Format the records between the line holding "I'd like to know: does the glass candle" and the line holding "[[662, 538, 735, 577]]", inclusive, as a numbered list, leaving out blank lines.

(Items from a dataset)
━━━━━━━━━━━━━━━━

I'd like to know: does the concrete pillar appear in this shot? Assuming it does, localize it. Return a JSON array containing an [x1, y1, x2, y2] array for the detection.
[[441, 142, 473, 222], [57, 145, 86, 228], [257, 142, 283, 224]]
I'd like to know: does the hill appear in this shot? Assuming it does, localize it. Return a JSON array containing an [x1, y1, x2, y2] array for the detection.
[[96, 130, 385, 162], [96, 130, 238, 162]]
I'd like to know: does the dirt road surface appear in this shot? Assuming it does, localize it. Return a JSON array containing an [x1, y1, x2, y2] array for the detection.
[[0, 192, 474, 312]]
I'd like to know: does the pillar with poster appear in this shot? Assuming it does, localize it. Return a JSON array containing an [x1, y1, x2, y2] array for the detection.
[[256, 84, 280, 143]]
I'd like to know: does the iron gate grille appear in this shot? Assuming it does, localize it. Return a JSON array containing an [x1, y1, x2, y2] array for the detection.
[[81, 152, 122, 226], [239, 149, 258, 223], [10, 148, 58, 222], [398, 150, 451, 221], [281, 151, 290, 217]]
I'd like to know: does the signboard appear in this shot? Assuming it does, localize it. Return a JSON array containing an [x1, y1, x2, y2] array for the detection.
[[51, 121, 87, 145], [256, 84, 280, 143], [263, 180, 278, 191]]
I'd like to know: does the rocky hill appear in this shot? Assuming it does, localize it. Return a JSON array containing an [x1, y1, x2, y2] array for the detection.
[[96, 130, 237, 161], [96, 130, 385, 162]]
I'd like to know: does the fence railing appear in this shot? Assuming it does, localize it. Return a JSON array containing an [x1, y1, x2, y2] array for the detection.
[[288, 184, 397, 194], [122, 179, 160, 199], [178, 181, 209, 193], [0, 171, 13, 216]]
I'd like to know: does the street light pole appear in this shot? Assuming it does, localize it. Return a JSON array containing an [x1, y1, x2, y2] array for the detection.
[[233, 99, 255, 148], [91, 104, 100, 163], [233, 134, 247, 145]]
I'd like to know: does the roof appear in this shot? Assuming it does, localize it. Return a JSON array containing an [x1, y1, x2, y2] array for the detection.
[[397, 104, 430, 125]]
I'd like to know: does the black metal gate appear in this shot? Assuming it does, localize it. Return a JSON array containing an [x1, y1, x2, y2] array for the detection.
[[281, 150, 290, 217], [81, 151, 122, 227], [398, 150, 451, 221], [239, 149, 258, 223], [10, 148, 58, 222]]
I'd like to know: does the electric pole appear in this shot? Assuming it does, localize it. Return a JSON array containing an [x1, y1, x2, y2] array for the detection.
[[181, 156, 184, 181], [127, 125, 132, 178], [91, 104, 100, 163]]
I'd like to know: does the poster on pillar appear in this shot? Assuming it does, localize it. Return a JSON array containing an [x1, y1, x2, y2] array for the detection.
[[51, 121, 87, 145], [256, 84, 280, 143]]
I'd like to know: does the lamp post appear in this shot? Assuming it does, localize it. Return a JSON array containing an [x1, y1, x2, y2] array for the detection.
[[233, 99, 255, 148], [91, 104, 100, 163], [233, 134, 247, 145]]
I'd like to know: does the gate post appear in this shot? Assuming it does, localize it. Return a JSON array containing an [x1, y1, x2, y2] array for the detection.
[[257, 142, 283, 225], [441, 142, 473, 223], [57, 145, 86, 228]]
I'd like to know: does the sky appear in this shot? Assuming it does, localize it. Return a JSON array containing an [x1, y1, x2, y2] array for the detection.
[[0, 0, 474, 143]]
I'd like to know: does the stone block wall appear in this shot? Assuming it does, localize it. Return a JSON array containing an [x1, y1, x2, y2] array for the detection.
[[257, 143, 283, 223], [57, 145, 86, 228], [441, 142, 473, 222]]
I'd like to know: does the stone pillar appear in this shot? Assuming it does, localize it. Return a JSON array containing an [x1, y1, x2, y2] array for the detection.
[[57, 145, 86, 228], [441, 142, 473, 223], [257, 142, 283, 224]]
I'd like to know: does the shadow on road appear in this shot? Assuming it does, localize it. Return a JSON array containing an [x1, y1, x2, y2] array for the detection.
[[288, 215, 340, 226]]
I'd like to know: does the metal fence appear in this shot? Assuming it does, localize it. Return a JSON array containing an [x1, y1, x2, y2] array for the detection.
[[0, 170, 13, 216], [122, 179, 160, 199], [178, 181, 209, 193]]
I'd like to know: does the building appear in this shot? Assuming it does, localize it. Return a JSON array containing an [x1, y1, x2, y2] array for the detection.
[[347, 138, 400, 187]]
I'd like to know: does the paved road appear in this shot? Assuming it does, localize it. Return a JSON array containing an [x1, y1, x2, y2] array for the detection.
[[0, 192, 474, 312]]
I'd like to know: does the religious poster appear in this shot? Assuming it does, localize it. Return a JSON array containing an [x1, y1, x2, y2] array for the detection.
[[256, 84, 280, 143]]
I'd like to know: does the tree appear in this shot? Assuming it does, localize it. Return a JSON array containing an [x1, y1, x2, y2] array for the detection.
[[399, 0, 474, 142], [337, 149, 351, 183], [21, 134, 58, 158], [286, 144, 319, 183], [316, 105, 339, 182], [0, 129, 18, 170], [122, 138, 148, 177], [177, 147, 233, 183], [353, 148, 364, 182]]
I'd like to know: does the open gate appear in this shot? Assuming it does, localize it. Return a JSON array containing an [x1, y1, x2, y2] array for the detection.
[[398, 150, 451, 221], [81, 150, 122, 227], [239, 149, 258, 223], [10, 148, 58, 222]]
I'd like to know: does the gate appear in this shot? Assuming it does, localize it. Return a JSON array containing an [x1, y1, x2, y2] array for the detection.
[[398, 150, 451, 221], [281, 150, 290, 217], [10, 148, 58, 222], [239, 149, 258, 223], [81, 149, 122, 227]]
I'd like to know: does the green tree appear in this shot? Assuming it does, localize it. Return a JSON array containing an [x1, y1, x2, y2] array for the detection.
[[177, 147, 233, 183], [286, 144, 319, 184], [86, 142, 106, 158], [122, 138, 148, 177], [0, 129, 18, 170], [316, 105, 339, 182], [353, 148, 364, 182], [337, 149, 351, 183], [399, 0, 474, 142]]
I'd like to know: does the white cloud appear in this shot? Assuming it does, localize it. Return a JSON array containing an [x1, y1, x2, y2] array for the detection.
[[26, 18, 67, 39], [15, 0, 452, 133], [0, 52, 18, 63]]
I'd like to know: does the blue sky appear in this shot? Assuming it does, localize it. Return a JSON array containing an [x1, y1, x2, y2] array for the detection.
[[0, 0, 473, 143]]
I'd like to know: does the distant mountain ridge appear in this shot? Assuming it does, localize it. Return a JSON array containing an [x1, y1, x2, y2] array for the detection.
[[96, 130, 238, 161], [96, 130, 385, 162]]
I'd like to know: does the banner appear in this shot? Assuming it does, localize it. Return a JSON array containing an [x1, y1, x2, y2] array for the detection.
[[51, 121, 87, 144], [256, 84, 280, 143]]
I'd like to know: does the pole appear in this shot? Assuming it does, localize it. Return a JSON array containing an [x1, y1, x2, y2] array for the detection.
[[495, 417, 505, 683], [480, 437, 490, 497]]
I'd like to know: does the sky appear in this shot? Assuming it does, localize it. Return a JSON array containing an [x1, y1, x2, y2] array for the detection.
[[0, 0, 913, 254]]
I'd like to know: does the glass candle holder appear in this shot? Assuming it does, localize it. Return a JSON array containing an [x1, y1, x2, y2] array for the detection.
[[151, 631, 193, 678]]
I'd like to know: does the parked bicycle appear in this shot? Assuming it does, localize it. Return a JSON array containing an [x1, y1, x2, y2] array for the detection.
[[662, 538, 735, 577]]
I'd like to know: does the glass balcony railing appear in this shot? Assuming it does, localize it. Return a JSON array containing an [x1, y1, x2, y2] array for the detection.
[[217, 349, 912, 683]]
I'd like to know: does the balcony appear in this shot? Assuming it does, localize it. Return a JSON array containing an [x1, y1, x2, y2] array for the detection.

━━━━━━━━━━━━━━━━

*FINISHED TASK:*
1. I'd like to know: does the glass candle holder appear in this shot? Assuming it does, localize it. Return a JSON array containing an [x1, y1, x2, y2] array for the detection.
2. [[151, 631, 193, 678]]
3. I'd like to know: does the parked bicycle appear in this shot? Assuming it does, localize it. Return a JSON array containing an [x1, y1, x2, y2] array for the detection.
4. [[662, 538, 735, 577]]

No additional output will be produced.